#### Records for this task

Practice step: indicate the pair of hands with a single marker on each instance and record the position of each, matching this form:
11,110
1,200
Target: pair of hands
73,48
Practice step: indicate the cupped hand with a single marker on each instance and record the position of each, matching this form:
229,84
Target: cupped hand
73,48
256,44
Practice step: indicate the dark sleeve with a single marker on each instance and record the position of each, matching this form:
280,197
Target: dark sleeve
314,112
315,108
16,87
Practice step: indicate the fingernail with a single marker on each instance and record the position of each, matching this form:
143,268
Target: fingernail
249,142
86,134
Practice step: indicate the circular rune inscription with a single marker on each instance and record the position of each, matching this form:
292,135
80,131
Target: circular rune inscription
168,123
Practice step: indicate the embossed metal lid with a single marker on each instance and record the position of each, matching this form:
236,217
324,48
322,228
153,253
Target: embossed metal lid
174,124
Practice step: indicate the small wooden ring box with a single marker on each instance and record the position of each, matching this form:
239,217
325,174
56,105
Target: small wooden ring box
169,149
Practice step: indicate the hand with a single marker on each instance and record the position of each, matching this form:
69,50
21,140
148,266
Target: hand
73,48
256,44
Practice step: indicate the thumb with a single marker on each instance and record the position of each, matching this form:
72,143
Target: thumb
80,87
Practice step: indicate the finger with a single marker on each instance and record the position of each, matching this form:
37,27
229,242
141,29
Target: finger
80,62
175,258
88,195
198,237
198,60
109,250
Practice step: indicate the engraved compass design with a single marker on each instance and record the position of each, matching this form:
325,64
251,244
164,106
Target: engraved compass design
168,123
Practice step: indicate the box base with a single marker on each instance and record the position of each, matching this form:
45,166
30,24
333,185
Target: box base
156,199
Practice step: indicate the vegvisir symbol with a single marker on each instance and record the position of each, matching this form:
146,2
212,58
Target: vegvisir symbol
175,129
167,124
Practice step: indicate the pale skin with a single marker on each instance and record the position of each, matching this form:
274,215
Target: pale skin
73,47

########

# Task description:
Copy out, word for word, every line from the one containing "Practice step: indicate the finger with" through the final line above.

# Full response:
Practice step: indicate the finger with a single marker on each instance and record the position of each, matching this form:
37,27
229,242
141,29
Target: finger
80,62
175,258
88,195
198,237
198,60
109,250
Practice step: indicate the engraved compass design with a single marker on each instance and record the position of each, matching this form:
325,64
251,244
164,106
Target: engraved compass design
168,123
Practice step: indicate the box base with a single marker on each instance and record the position of each, matching this form:
45,166
30,24
333,185
Target: box base
156,199
Practice step: indicate the vegvisir symbol with a single marker on each instance and record the position of each, matching this form:
146,2
212,58
Target: vegvisir symbol
175,129
167,124
Practice step: indicate the pale skin with a single marker on each instance and record the position of each, matching this form:
274,215
Target: pale skin
73,47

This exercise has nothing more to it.